### Instructions to follow
Search the entries for the word "photo" and pull out each line that has it.
Given records START
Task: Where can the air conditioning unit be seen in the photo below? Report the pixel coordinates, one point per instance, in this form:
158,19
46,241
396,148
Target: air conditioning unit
Given records END
Given records START
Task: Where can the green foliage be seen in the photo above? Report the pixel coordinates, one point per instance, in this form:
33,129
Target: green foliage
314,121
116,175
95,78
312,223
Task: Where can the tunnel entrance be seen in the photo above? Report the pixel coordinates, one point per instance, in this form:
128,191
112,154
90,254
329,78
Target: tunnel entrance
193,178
Given records END
### Written response
Task: Where can the air conditioning unit be seen in the photo below? Report the pixel coordinates, one point per instance, in this form:
Task: Where can the green foliage be seen in the photo above? Report the pixel coordinates, one point per instance, in this form:
Task: Where can the tunnel entrance be seen in the photo above? Report the pixel coordinates, one point per instance, in this form:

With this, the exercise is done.